* _Trabajo requerido_
**A)** Según el texto sobre la alimentación en la Galicia rural, ¿qué era lo único que vendía la economía familiar como excedente?
**B)** ¿Por qué, según el texto sobre la alimentación en la Galicia rural, la alta calidad de los productos de la tierra no daba una satisfacción equivalente a la gente del pueblo? Explícalo en una a tres oraciones.
**C)** Prolonga el texto sobre la alimentación en la Galicia rural de la posguerra a partir de su última oración.

* _Fragmento del texto_

▼

Las necesidades realmente básicas para sobrevivir son el alimento, el vestido y la vivienda y a su consecución dedica una gran parte de la humanidad todo su tiempo y esfuerzo. También en nuestro mundo desarrollado, no hace tantos años, estábamos en la misma situación. En muchas economías de subsistencia, donde se producía solo para el autoconsumo, todo el trabajo iba encaminado a generar los alimentos necesarios para poder comer, generando un escasísimo excedente, que se comerciaba en el mercado local, lo que permitía comprar aquellos escasos bienes que no se producían en el entorno familiar.


En el caso concreto de la Galicia rural, el único excedente producido por la economía familiar, y por tanto fuente de ingresos monetario, era la venta de algún ternero, cerdo o gallina, complementado en la posguerra con la venta periódica de madera de los bosques de la familia, en un tiempo en el que aun producía algún ingreso extraordinario. Bajo esta perspectiva, todo el trabajo de la familia se utilizaba para sembrar y recolectar las cosechas, que se consumían en su totalidad, tanto en la alimentación humana como del ganado, que a su vez facilitaba la carne y la leche que completaban la dieta disponible. No es de extrañar que tradicionalmente los hombres del campo gallego emigraran, al menos temporalmente, para generar unos recursos monetarios, que sirvieran para completar las necesidades de vivienda y alguna pequeña liberalidad.


En este contexto cabe analizar la alimentación que se consumía durante la posguerra, que se limitaba casi exclusivamente a lo producido en el entorno familiar. Los productos comprados en la tienda local se limitaban generalmente a aceite, azúcar, café, alguna lata de conservas, algún licor, tabaco, raramente macarrones, arroz, algunas especias y poco más.

Los productos obtenidos de la tierra eran altamente ecológicos, con abonos orgánicos naturales y libres de pesticidas. Hoy serían considerados de excepcional calidad y su sabor así lo acreditaba. La alta calidad conseguida no proporcionaba una satisfacción equivalente para la gente del pueblo que los consumía. El problema radicaba en la monotonía de la alimentación, por la poca variedad de los productos disponible y la poca sofisticación culinaria. Los platos consumidos se limitaban a repetir lo aprendido de generaciones anteriores, sin mucha imaginación, con escasísimos utensilios y con un equipamiento en la cocina que hoy nos preguntamos cómo era posible que allí se pudiera cocinar algo en condiciones.

▲

* _Registros sin procesar_
▼

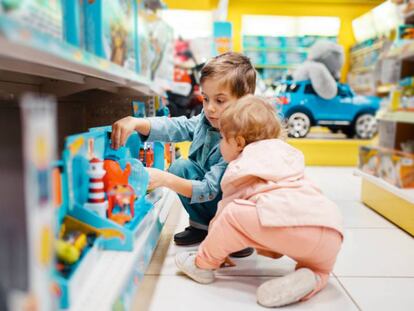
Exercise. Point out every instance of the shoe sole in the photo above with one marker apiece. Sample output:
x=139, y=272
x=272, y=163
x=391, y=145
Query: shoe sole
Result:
x=190, y=275
x=242, y=255
x=294, y=286
x=187, y=243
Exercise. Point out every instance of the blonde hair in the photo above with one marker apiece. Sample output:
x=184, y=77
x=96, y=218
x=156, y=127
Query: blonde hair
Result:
x=235, y=69
x=252, y=118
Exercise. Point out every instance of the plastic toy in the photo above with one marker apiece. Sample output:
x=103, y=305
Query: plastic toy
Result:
x=121, y=199
x=121, y=195
x=115, y=175
x=325, y=60
x=96, y=196
x=303, y=108
x=70, y=245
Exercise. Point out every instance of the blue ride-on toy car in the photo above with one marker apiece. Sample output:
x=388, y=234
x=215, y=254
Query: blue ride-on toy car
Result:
x=302, y=108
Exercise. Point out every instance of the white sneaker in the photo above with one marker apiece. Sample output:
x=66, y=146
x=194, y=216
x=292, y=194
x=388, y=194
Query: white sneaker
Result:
x=287, y=289
x=186, y=263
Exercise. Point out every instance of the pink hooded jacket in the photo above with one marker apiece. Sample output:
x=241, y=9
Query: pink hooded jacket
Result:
x=270, y=174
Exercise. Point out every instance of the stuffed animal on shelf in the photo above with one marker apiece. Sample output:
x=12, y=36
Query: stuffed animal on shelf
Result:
x=322, y=68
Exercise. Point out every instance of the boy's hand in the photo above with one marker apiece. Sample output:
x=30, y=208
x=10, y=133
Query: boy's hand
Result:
x=158, y=178
x=121, y=130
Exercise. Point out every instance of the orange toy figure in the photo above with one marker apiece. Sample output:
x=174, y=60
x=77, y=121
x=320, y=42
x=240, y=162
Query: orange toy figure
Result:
x=114, y=174
x=119, y=192
x=121, y=196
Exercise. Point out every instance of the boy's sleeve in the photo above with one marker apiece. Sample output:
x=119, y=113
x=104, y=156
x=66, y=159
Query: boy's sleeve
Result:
x=172, y=129
x=208, y=188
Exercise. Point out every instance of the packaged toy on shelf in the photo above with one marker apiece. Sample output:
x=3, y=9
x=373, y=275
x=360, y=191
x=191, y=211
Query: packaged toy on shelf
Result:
x=395, y=167
x=73, y=22
x=42, y=16
x=111, y=31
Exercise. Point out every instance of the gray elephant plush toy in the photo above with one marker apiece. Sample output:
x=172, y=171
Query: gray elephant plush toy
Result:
x=325, y=60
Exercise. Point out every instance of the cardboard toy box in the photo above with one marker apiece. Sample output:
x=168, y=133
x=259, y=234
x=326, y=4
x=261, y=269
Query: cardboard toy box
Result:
x=111, y=28
x=41, y=15
x=393, y=166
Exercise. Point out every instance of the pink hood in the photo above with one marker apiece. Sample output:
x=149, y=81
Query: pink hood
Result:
x=270, y=174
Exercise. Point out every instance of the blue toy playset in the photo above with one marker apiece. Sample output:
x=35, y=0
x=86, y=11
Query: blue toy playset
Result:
x=103, y=202
x=302, y=108
x=111, y=31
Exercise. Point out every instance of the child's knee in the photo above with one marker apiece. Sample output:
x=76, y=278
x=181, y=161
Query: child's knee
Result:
x=181, y=168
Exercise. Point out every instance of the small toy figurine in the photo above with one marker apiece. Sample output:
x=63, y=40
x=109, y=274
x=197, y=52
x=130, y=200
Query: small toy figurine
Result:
x=120, y=194
x=96, y=195
x=70, y=245
x=121, y=198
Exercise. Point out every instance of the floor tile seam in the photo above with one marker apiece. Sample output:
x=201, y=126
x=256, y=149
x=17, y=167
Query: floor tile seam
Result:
x=373, y=277
x=347, y=293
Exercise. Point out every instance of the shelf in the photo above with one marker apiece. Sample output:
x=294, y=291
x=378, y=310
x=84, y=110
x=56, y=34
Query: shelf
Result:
x=366, y=50
x=405, y=194
x=275, y=66
x=362, y=69
x=25, y=51
x=393, y=203
x=328, y=149
x=120, y=272
x=397, y=116
x=409, y=17
x=275, y=49
x=384, y=89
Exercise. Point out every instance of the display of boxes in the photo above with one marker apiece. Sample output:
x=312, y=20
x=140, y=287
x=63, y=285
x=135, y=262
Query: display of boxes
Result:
x=40, y=15
x=392, y=134
x=111, y=31
x=73, y=23
x=393, y=166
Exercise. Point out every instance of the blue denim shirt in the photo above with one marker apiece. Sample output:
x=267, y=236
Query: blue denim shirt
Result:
x=204, y=150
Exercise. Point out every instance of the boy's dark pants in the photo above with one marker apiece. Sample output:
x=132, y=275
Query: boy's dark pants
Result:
x=200, y=213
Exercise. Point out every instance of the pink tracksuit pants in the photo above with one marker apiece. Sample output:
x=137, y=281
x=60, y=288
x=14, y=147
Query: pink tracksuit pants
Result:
x=238, y=227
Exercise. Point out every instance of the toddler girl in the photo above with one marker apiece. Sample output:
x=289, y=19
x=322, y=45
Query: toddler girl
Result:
x=270, y=205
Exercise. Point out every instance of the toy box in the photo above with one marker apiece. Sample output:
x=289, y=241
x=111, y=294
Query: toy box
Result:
x=253, y=41
x=393, y=166
x=111, y=31
x=274, y=58
x=27, y=223
x=107, y=187
x=41, y=15
x=73, y=29
x=392, y=134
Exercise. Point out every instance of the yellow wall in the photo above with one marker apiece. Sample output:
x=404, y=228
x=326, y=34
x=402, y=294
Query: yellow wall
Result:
x=345, y=11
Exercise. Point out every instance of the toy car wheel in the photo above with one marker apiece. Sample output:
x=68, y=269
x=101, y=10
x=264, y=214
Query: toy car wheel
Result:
x=365, y=126
x=298, y=125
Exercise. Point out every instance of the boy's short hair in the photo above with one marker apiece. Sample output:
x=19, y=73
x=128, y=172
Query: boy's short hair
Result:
x=235, y=69
x=252, y=118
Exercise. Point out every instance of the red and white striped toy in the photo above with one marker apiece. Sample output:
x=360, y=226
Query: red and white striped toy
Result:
x=96, y=194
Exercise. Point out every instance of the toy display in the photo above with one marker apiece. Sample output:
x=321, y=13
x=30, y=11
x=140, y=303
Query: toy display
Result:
x=40, y=15
x=96, y=196
x=325, y=60
x=73, y=22
x=110, y=31
x=299, y=104
x=393, y=166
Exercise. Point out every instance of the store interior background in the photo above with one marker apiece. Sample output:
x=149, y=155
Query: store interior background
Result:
x=371, y=180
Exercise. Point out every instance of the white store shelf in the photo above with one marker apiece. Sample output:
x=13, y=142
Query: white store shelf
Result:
x=115, y=269
x=25, y=51
x=405, y=194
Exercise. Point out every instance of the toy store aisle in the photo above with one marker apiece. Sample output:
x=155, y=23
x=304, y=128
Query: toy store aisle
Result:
x=374, y=270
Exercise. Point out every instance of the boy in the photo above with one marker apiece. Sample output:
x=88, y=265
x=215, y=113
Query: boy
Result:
x=224, y=79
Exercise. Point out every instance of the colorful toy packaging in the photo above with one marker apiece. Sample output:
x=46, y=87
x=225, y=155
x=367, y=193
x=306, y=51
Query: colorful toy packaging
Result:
x=73, y=29
x=110, y=31
x=395, y=167
x=41, y=15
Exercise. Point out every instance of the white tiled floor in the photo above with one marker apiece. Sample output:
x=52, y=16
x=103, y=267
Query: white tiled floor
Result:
x=374, y=271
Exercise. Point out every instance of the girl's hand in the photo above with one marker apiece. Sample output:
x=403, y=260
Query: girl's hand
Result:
x=157, y=178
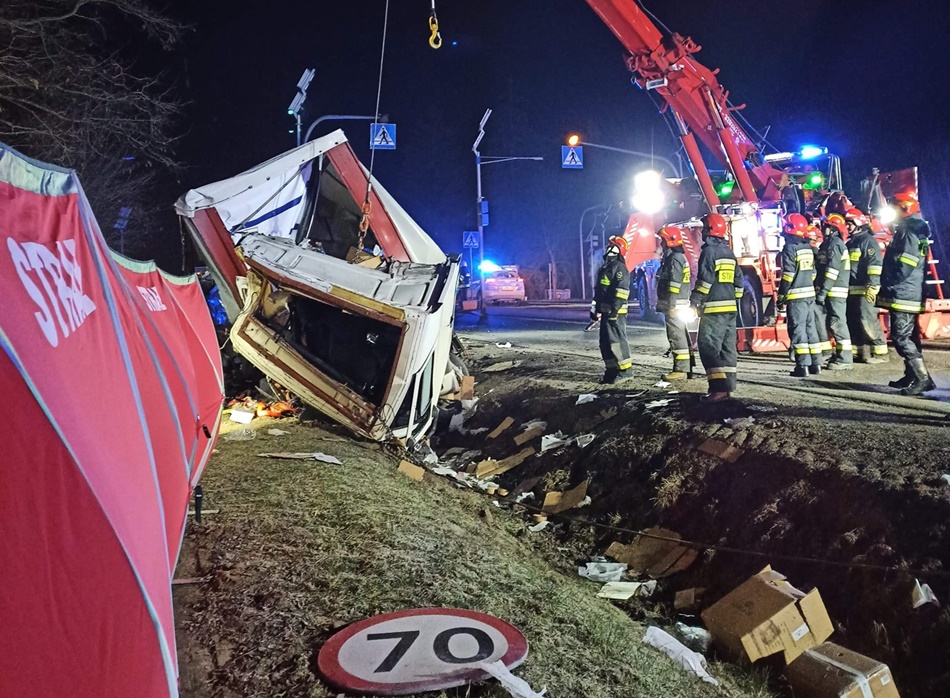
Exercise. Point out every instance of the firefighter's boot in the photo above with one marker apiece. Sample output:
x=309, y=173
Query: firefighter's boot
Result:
x=922, y=380
x=906, y=380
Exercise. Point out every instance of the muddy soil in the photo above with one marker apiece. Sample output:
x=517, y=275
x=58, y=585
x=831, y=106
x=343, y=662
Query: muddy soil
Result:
x=839, y=493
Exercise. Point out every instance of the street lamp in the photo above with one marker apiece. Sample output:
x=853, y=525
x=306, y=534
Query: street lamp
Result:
x=297, y=103
x=575, y=139
x=479, y=161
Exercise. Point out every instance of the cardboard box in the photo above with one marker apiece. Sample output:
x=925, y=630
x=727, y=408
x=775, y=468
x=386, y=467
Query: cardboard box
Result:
x=832, y=671
x=766, y=615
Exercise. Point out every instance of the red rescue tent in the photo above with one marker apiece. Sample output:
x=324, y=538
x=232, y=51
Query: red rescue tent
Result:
x=112, y=377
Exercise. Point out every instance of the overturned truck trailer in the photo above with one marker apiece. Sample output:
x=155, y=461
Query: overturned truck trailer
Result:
x=364, y=338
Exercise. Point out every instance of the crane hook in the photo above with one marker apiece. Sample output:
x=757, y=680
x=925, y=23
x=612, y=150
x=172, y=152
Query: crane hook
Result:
x=435, y=40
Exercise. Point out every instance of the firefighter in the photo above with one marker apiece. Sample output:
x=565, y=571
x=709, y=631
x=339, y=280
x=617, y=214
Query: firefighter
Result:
x=610, y=307
x=833, y=276
x=672, y=299
x=796, y=293
x=902, y=292
x=718, y=285
x=867, y=335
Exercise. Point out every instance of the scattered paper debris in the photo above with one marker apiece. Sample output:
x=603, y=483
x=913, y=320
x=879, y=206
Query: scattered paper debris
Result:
x=722, y=450
x=241, y=416
x=622, y=591
x=656, y=404
x=411, y=470
x=923, y=594
x=679, y=653
x=489, y=468
x=534, y=424
x=517, y=687
x=698, y=639
x=506, y=422
x=240, y=435
x=657, y=554
x=556, y=502
x=603, y=571
x=322, y=457
x=501, y=366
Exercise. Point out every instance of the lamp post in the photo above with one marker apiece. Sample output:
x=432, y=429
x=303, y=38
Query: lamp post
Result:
x=383, y=118
x=479, y=161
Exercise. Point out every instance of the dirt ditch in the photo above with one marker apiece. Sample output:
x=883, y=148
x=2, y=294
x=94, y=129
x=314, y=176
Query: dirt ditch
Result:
x=857, y=521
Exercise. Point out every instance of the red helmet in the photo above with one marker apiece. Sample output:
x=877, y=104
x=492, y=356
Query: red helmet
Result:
x=907, y=202
x=796, y=225
x=856, y=217
x=836, y=221
x=715, y=225
x=672, y=235
x=620, y=243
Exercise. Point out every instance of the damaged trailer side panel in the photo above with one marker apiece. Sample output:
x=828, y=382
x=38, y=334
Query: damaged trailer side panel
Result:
x=366, y=343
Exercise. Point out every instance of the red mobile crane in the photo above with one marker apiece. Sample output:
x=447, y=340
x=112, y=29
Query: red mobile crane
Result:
x=662, y=62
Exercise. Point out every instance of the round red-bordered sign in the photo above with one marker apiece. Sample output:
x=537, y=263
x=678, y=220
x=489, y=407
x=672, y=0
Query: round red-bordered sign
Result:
x=423, y=649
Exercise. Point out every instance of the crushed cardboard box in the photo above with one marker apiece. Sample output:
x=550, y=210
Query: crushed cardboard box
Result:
x=832, y=671
x=556, y=502
x=656, y=554
x=765, y=615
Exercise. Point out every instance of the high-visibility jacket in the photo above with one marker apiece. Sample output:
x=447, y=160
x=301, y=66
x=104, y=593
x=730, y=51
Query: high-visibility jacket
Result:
x=832, y=267
x=866, y=262
x=798, y=270
x=672, y=280
x=903, y=276
x=613, y=287
x=718, y=279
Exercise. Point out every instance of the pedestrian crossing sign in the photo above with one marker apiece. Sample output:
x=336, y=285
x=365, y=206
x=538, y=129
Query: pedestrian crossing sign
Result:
x=382, y=136
x=572, y=157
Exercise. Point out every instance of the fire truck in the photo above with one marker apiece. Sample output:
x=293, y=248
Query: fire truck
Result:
x=755, y=194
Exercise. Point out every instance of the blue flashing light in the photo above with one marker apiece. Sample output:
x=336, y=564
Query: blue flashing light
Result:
x=810, y=152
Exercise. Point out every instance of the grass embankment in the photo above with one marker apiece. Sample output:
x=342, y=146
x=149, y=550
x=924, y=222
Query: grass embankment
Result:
x=297, y=549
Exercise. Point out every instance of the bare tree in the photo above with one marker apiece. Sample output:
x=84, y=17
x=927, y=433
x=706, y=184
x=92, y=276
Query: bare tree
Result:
x=70, y=94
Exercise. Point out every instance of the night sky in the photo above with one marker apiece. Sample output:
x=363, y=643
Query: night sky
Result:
x=862, y=77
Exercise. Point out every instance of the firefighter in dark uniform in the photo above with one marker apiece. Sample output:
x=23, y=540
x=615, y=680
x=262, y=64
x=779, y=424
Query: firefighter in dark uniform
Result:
x=867, y=335
x=902, y=292
x=672, y=299
x=833, y=267
x=718, y=285
x=796, y=293
x=610, y=307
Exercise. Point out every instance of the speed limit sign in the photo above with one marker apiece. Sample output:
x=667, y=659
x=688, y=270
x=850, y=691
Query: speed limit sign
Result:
x=424, y=649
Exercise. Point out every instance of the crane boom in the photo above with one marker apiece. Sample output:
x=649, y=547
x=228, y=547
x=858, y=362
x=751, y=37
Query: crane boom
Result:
x=663, y=62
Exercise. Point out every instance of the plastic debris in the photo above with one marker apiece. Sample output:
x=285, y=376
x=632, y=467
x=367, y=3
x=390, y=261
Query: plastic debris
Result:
x=923, y=594
x=603, y=571
x=622, y=591
x=240, y=435
x=679, y=653
x=322, y=457
x=515, y=686
x=698, y=639
x=654, y=404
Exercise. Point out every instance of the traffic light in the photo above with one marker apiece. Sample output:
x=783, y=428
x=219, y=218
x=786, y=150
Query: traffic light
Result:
x=725, y=189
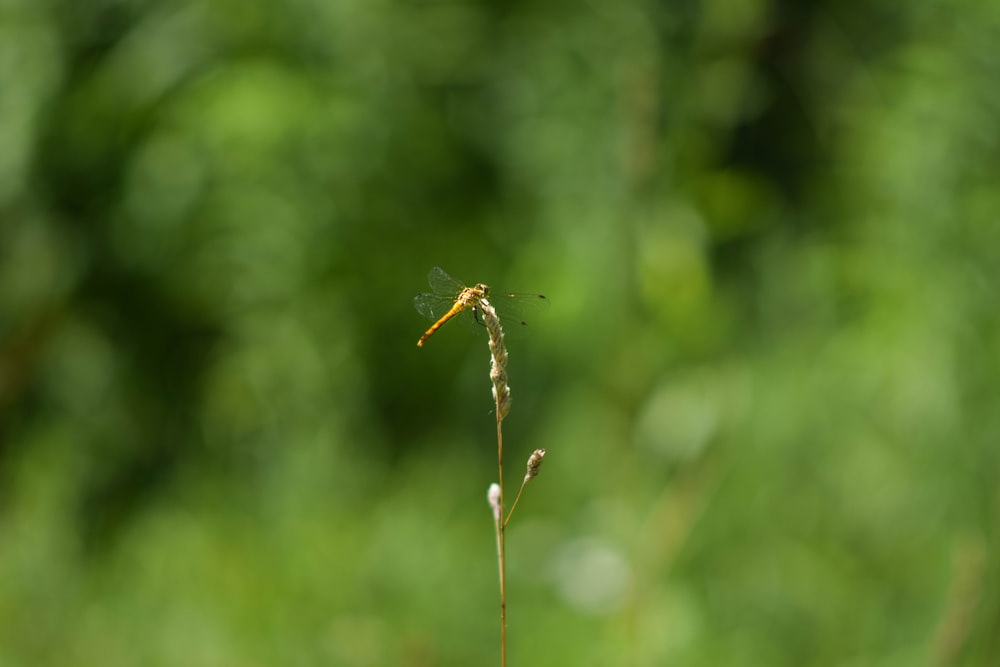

▲

* _Respuestas por tarea_
**A)** Algún ternero, cerdo o gallina. En la posguerra se sumaba la venta periódica de madera de los bosques de la familia.

**B)** La alimentación era monótona, porque había poca variedad de productos disponibles y poca sofisticación culinaria. Los platos repetían lo aprendido de generaciones anteriores, con poca imaginación, escasísimos utensilios y un equipamiento de cocina muy precario.

**C)**
La cocina era el centro de la vida familiar. Allí se preparaba la comida, allí se comía e incluso allí se recibía a las visitas, lo cual tiene su lógica, ya que en un lugar tan frío y húmedo como es ése, era la única pieza de la casa con fuego y calor. Cuando no había televisión, ni radio, ni luz eléctrica, la familia se sentaba alrededor del fuego durante horas en las largas noches invernales, contando historias, proyectos, trabajos e incluso los cotilleos de la aldea. Esta convivencia era la auténtica escuela de la vida, donde los más jóvenes, desde los primeros años, iban oyendo y aprendiendo de los mayores sus historias, tradiciones, experiencias, y en definitiva, actitudes y valores para la vida que luego tendrían que afrontar en su edad adulta.

Cocina económica - Modelo Bilbao

Cuando yo era niño ya la mayoría de las casas tenían cocina económica, que consistía en una cocina de hierro fundido, fabricada en Bilbao, donde se cocinaba a una altura normal, como hacemos hoy en día, y no en el suelo como más antiguamente. Estas cocinas aprovechaban mejor el calor al concentrar el fuego bajo los fogones, calentaban agua para fregar al mismo tiempo en el calderín que incorporaban, e incluso tenían un horno para los asados, producían menos humo, ya que contaban con una chimenea a través del tejado y se conservaba la estancia caliente y en unas condiciones mucho más higiénica y confortables. Supuso un avance importantísimo para el trabajo y la higiene doméstica. Estas cocinas se empezaron a producir y generalizar su uso en España a comienzos del siglo XX, aunque el concepto y su uso en el mundo desarrollado fue bastante anterior.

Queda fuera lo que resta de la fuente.